**Page**
--- Begin ---

= Okpale-Otta =

Okpale a community of Edumoga

Okpale-Otta (popularly called "Okpale" for short) is a community in the Edumoga district of Okpokwu Local Government Area of Benue State, Nigeria. There are around 500 inhabitants in the community.

==History==
The current community of Okpale-Otta has its origin from one of the last three brothers known as Okpale. His name was Adah son Anaga, one of the wives of King Ogbe, the then king who ruled over the small dynasty of Ogege. Adah's father was the son of Abba, the son of Edumoga. He fathered three main children whom together were known as Okpale. The children were: Odo, Ede and Adah who was the last and from another mother called Anaga. Odo and Ede were of the same mother unlike Adah who was an only son of Anaga. For this reason, he was not very much liked by his two brothers; Odo and Ede. One day, they were out fishing and Adah caught a very fish that he alone could not bring out so, he called on his two half-brothers for assistance. Meanwhile, the two brothers had not caught anything all day thus, out of spite they decided to kill him. So, instead of assisting Adah with his big catch, they were pushing him into the deep side of the river so that he could drown. However, a maternal relative of Adah called Ogwuche who was hunting very close by overheard the shouting of dying Adah so, he ran to his rescue. Few weeks later after settling of the quarrel in the household of Ogbe their father, Ogwuche offered to adopt Adah. And with him, he stayed until he became a full grow man.

--- End ---

**Dataset excerpt**
--- Begin ---

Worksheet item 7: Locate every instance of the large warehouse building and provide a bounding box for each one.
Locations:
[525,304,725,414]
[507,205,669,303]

--- End ---

**Task to complete**
Write the next part of the Okpale-Otta article, picking up right after its last sentence about Adah growing up with Ogwuche.

**Exercise response**
Having come of age, Adah took up wives while he settled in an area known as Ogamgam around a river called Ogbadibo. With his wives, he had eight children in this order: okpe, Ugblu, Okpotu, Adikwu, Akor, Idoko, Enoke and Abukar respectively. In pursuit of greener pastures, Adah migrated his family a place known as Otta (a river that dries) hence, the name Okpale-Otta, there, he resettled with his family. The eight children formed the clans that make up the present Okpale-Otta.

==Religion==
The community's original religion was paganism which they practiced until the arrival of the Roman Catholic missionaries in the early fifties. Despite the introduction of Christianity, the practice of paganism only faded away in the late nineties thereby leaving Christianity, specifically the Catholic Church in the community. But of recent, other churches like New Creation Assembly and The Living Faith Church are now in existence in the community.

==Festival==
The Okpale-Otta people have an annual festival called Echi’ene, meaning on the fourth. It is so called, because the community having been able to produce someone in person of Chief Peter Idoko as the district head of Edumoga in the Local Government Area of the Benue State.

==Economic activities==
In the community, subsistent farming is the main source of income of the inhabitants. Although, a few people have small businesses that they manage to supplement their income.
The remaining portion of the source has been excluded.